PROVIDED PASSAGE

○ ○ ○ ○

A room with pictures on the wall and a window
House of Bandits, Tottenham. Copyright: Sarabande Foundation.

“Sarabande’s House of Bandits is an energetic, innovative gallery and store where visitors can enjoy and buy unique works of art by the hottest talent,” says Verkade. “The featured artists have had their work featured in national and international galleries, and we are excited to share their brilliance as part of the Mount Street Neighbourhood Arts Festival. House of Bandits presents the work our artists want to show, and they benefit as customers buy directly from them. We can't wait to welcome our UK friends who love art and culture to Mayfair, and those travelling in for Frieze London and PAD who want see a slice of London's best creative minds.” 

The line-up of artists presenting work at 5 Carlos Place will bring together an array of visionary ideas created across myriad mediums. Those featured will include Kasia Wozniak, whose dreamy photographic fashion and portraiture work has appeared on the covers of Dapper DanVogue Greece and 10 magazine. Wozniak’s work explores the authenticity of the photograph whilst predominantly using a wet plate collodion process to do so.

○ ○ ○ ○

SOURCE DATA
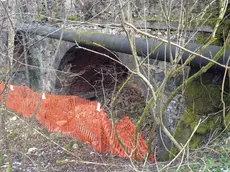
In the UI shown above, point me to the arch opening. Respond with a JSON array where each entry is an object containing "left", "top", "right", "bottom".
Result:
[{"left": 55, "top": 45, "right": 128, "bottom": 100}]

○ ○ ○ ○

CHALLENGE
Continue the House of Bandits passage, starting right after its last sentence. The listing is unrelated to the House of Bandits passage.

OUTPUT OF THE EXERCISE
Almudena Romero whose work has been exhibited at the likes of the Saatchi Gallery in London,  is another artist pushing boundaries in photographic work with her plant-based imagery that sees her experiment with the developing of her photos directly onto plants. As part of her The Pigment Change series, Romero spread watercress seeds on a stretched canvas and let them grow in the dark, before projecting a negative onto the watercress – a radical re-imagining of the darkroom process. 

A leaf
Almudena Romero

Former jewellery and fashion designer Jo Grogan, who retrained as a wood carver and sculptor, is also showing as part of the Sarabande cohort. Her large sculpture Best Chair is a brilliant mind-boggling joy, crafted from plaster and covered with a mosaic of replica Delftware ceramics to evoke the ornate form of a 17th-century Dutch tulipiere vase. “Through this piece, I aim to question the place of historical ornament in contemporary society,” she wrote on Instagram. “Best Chair serves as a tongue-in-cheek response to the cultural significance of prized, yet often unused, functional furniture in working-class family homes and the collision of the Aesthetic and the Arts and Crafts movement. It raises questions about the interplay of function versus frivolity and considers the roles of those who create and those who acquire ornamental art.”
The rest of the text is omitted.